(Extracted records)
------------

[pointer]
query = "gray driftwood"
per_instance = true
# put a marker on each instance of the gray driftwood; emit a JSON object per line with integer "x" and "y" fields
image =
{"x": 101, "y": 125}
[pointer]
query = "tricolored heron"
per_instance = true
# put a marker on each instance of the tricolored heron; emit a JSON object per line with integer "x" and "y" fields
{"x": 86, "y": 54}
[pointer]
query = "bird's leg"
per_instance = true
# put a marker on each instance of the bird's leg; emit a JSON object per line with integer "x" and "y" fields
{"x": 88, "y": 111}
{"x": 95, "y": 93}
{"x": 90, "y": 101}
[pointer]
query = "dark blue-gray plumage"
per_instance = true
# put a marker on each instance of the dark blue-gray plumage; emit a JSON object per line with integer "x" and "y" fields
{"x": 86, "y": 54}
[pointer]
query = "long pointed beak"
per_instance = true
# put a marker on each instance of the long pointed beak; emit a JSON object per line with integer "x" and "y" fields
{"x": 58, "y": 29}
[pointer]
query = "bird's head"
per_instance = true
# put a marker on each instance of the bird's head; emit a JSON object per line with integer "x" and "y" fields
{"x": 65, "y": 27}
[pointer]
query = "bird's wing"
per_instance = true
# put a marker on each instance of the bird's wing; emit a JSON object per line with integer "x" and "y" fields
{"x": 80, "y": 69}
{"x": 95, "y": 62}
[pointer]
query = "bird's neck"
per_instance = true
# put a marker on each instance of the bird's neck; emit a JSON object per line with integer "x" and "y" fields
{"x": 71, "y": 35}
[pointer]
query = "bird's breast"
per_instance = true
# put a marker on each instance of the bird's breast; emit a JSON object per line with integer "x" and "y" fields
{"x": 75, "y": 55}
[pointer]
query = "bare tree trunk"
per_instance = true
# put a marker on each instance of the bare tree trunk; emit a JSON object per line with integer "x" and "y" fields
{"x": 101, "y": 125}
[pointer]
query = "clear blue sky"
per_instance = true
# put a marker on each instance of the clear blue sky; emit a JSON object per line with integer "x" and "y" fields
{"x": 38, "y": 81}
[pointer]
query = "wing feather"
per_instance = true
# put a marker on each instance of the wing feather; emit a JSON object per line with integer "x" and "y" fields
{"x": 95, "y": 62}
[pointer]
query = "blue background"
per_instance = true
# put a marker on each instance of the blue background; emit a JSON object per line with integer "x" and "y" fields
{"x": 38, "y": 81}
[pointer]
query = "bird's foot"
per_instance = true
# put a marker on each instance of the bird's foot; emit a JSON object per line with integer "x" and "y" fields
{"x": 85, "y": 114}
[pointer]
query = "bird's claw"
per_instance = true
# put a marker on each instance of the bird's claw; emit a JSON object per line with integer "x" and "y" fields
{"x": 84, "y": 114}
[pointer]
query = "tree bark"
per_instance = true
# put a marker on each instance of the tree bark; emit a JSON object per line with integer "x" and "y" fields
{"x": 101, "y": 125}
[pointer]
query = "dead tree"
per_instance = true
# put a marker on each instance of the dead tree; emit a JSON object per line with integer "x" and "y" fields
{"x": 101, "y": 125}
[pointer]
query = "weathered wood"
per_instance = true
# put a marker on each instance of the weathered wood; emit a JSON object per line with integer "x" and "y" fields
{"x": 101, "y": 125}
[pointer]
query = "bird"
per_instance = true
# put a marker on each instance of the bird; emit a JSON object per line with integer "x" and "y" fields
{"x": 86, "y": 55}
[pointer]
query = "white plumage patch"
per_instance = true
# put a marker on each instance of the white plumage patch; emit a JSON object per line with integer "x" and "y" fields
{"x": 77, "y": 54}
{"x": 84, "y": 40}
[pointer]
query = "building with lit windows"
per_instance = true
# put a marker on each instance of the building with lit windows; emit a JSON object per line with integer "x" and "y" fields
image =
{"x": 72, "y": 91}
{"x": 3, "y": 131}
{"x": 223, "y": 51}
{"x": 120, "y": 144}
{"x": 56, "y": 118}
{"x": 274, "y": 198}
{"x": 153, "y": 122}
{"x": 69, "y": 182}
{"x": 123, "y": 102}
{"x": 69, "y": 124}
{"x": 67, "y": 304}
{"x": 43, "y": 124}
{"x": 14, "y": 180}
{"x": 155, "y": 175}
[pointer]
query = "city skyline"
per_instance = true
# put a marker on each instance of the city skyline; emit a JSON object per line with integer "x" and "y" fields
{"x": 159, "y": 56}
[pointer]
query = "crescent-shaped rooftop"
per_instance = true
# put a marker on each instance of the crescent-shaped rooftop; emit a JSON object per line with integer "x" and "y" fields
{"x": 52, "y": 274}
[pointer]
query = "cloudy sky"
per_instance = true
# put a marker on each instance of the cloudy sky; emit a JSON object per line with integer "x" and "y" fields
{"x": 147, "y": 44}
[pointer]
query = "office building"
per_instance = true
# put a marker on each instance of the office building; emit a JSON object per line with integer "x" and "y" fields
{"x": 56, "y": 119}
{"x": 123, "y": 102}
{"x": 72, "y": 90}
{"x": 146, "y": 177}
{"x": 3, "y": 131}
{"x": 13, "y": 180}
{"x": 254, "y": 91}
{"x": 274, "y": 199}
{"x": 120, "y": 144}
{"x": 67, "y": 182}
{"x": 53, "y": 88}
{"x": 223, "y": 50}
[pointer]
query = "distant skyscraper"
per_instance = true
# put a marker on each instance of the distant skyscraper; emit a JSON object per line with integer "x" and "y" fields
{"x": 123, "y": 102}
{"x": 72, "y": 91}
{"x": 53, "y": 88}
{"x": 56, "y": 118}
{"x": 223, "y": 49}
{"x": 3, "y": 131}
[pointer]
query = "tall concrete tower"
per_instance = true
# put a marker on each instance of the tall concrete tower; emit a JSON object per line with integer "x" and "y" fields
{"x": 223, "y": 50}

------------

▶ Exercise aim
Show a copy of each line from the data that includes the word "windows".

▶ Result of the task
query = "building with lit windows"
# put a marker on each instance of the building with lit windows; emit a JSON object per line with integer "x" and "y" fields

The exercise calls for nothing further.